AIM OF THE TASK:
Recast the lines below as a Markdown table with two columns, Row for the line's number and Line for its text, skipping any blank lines. Leave any pictures out of the table.
-------- RAW DATA --------
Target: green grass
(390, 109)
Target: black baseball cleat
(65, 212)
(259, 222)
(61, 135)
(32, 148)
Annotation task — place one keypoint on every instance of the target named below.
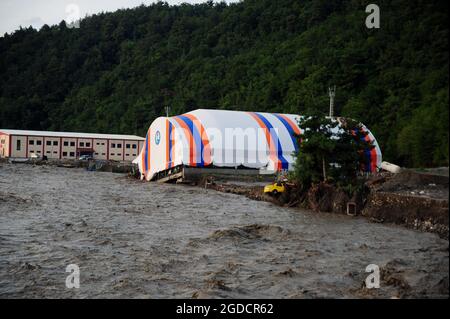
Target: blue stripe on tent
(197, 138)
(366, 152)
(146, 153)
(290, 130)
(284, 162)
(170, 144)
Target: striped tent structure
(220, 138)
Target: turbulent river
(146, 240)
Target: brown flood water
(147, 240)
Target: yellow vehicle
(274, 188)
--------
REPLY TO THE EXERCISE:
| Row | Line |
|---|---|
| 1 | Target: green grass |
| 2 | (390, 109) |
| 3 | Target: black baseball cleat |
| 4 | (65, 212) |
| 5 | (259, 222) |
| 6 | (61, 135) |
| 7 | (32, 148) |
| 8 | Annotation task — place one keypoint on every instance of the target named below. |
| 9 | Target: blue stripe on tent |
| 10 | (197, 138) |
| 11 | (366, 152) |
| 12 | (146, 153) |
| 13 | (290, 130) |
| 14 | (284, 162) |
| 15 | (170, 144) |
| 16 | Target: striped tent structure |
| 17 | (220, 138) |
| 18 | Target: turbulent river |
| 19 | (146, 240) |
| 20 | Target: brown flood water |
| 21 | (147, 240) |
| 22 | Target: yellow vehicle |
| 23 | (274, 188) |